--- INFORMATION SHOWN ---
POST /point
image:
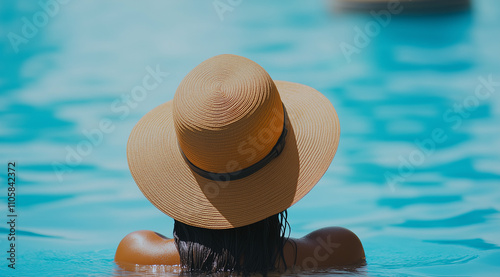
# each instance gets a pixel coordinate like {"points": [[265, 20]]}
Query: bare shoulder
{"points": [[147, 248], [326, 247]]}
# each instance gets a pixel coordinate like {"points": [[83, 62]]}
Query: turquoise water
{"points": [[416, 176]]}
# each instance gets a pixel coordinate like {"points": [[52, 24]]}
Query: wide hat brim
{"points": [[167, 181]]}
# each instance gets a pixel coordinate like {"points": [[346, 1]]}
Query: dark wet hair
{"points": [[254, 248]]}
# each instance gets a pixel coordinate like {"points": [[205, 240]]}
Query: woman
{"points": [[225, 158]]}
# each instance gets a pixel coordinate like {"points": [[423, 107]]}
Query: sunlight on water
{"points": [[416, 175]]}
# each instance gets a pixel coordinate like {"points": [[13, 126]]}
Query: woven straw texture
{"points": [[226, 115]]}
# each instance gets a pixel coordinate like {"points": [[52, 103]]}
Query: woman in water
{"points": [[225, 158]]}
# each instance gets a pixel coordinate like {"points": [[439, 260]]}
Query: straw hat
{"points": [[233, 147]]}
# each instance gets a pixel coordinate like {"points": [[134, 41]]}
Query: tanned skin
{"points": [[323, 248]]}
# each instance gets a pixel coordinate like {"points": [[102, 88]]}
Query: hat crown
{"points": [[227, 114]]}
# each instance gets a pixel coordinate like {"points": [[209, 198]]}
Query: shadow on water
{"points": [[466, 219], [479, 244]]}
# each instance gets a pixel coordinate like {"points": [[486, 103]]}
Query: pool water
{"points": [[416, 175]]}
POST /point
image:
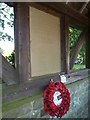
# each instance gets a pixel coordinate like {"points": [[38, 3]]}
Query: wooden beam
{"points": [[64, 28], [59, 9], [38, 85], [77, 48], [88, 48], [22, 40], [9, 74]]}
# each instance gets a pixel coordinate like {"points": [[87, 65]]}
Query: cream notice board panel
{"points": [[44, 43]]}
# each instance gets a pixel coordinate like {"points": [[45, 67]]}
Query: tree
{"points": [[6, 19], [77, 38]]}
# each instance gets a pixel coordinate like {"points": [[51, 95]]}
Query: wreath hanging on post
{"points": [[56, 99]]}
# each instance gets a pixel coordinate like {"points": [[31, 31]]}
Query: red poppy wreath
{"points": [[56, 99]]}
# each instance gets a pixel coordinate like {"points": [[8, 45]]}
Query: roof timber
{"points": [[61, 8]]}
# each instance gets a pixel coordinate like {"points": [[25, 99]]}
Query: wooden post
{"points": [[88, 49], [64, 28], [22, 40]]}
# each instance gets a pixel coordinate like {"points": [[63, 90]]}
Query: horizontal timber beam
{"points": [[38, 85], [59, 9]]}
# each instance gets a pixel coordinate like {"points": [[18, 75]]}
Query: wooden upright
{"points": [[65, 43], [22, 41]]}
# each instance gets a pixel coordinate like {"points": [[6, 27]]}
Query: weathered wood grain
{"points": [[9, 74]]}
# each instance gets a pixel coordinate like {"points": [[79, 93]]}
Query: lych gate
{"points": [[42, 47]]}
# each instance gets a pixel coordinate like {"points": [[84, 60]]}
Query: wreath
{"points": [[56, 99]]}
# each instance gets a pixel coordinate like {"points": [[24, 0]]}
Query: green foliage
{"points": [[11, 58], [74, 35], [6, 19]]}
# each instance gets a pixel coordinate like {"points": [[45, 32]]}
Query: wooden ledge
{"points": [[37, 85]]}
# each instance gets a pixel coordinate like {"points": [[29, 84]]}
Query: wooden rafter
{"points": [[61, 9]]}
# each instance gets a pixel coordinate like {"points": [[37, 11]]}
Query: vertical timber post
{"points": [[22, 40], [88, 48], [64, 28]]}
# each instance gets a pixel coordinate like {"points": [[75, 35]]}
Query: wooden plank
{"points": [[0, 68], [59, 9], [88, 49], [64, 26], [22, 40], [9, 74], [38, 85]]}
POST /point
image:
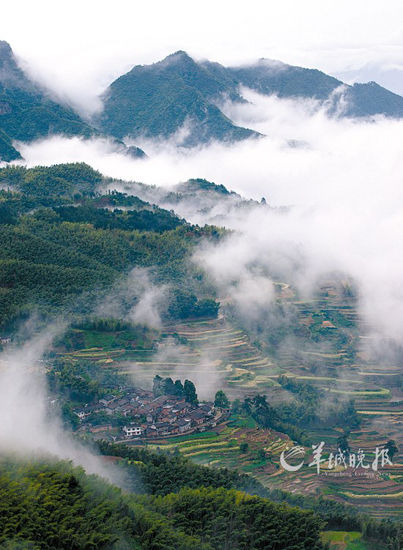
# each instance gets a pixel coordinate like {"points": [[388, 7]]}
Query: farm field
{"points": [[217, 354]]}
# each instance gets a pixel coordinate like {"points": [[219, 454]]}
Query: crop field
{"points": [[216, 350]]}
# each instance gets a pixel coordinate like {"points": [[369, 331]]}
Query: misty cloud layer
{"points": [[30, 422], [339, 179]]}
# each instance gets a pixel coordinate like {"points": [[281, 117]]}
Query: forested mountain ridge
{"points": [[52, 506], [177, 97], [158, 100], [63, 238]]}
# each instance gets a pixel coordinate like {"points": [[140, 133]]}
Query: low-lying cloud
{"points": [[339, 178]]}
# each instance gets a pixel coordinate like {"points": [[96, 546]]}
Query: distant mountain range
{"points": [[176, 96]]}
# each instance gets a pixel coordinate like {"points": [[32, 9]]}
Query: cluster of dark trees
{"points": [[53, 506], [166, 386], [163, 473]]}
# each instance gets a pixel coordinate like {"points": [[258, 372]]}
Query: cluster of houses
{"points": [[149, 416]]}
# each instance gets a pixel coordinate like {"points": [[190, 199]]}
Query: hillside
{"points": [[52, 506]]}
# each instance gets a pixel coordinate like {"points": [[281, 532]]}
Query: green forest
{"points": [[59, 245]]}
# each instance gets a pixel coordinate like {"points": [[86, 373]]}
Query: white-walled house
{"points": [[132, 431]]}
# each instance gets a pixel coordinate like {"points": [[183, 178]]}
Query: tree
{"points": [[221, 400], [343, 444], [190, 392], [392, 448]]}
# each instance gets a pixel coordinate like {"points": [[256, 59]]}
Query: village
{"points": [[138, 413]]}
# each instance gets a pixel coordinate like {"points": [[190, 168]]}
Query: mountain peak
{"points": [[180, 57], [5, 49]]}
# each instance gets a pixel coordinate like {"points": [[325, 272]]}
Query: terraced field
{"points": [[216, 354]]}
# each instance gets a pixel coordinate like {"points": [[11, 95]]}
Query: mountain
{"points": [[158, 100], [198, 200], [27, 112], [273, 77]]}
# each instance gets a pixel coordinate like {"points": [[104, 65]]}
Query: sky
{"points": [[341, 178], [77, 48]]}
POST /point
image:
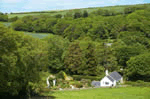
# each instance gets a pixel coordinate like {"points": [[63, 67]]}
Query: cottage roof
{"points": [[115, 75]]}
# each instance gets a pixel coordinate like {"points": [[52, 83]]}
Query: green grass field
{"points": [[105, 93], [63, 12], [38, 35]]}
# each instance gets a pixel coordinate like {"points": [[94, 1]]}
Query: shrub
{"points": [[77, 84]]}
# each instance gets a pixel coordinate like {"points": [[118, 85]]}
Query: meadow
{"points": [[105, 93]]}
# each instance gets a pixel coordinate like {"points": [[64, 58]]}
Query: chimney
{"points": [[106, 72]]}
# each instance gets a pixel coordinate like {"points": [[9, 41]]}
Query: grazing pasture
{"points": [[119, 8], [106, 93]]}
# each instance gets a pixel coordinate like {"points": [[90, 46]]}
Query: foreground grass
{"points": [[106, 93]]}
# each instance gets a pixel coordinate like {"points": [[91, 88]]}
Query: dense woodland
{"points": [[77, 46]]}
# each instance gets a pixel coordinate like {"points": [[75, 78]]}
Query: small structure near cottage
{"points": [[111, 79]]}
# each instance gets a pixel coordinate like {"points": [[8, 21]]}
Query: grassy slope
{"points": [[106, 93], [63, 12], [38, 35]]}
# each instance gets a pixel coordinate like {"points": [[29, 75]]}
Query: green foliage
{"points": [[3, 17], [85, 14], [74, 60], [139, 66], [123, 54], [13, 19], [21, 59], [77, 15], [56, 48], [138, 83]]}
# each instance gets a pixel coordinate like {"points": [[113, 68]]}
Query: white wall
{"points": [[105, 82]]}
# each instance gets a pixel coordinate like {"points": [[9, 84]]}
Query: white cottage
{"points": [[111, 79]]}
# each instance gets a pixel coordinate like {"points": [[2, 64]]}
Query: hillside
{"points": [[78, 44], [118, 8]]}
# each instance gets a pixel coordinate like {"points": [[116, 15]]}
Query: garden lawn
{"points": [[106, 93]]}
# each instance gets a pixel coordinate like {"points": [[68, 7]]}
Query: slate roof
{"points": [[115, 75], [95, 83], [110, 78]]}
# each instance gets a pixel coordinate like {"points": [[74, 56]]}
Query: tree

--- WHAT YOU SHOULD DO ---
Please copy the line holding "Query: white cottage" and all lines after it to the end of the records, exactly, and nothing else.

--- RESPONSE TO THIS EXERCISE ---
Query: white cottage
{"points": [[111, 79]]}
# each instance gets a pixel coordinate like {"points": [[2, 64]]}
Query: hillside
{"points": [[78, 44], [118, 8]]}
# each instance gets a pixel coordinate like {"points": [[116, 15]]}
Query: garden lawn
{"points": [[106, 93]]}
# each instance gets a pixel coordinate like {"points": [[68, 7]]}
Query: slate roof
{"points": [[115, 75], [95, 83], [110, 78]]}
# each instance gets a pixel coordinate like {"points": [[74, 56]]}
Query: tree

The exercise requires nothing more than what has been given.